### Records for the task:
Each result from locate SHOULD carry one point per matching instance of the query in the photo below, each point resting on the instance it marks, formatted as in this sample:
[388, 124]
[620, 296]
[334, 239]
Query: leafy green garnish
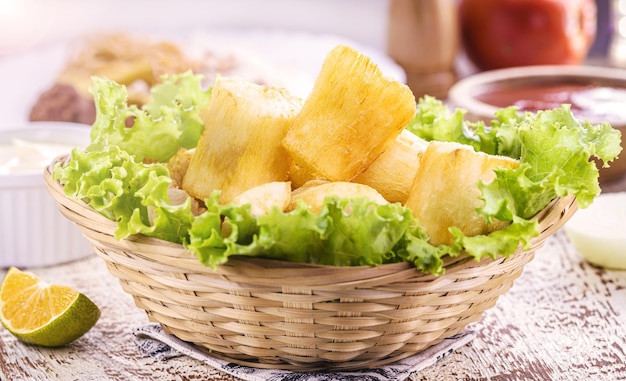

### Task brief:
A verbatim copy of every record is required, with all pictures excluded.

### Exercise result:
Each result from locate SHOULD carry one point per matching instance of the query in the photo below, each point resting on the instance it marks, formatted as in this sample:
[388, 124]
[620, 296]
[334, 239]
Query: leafy green garnish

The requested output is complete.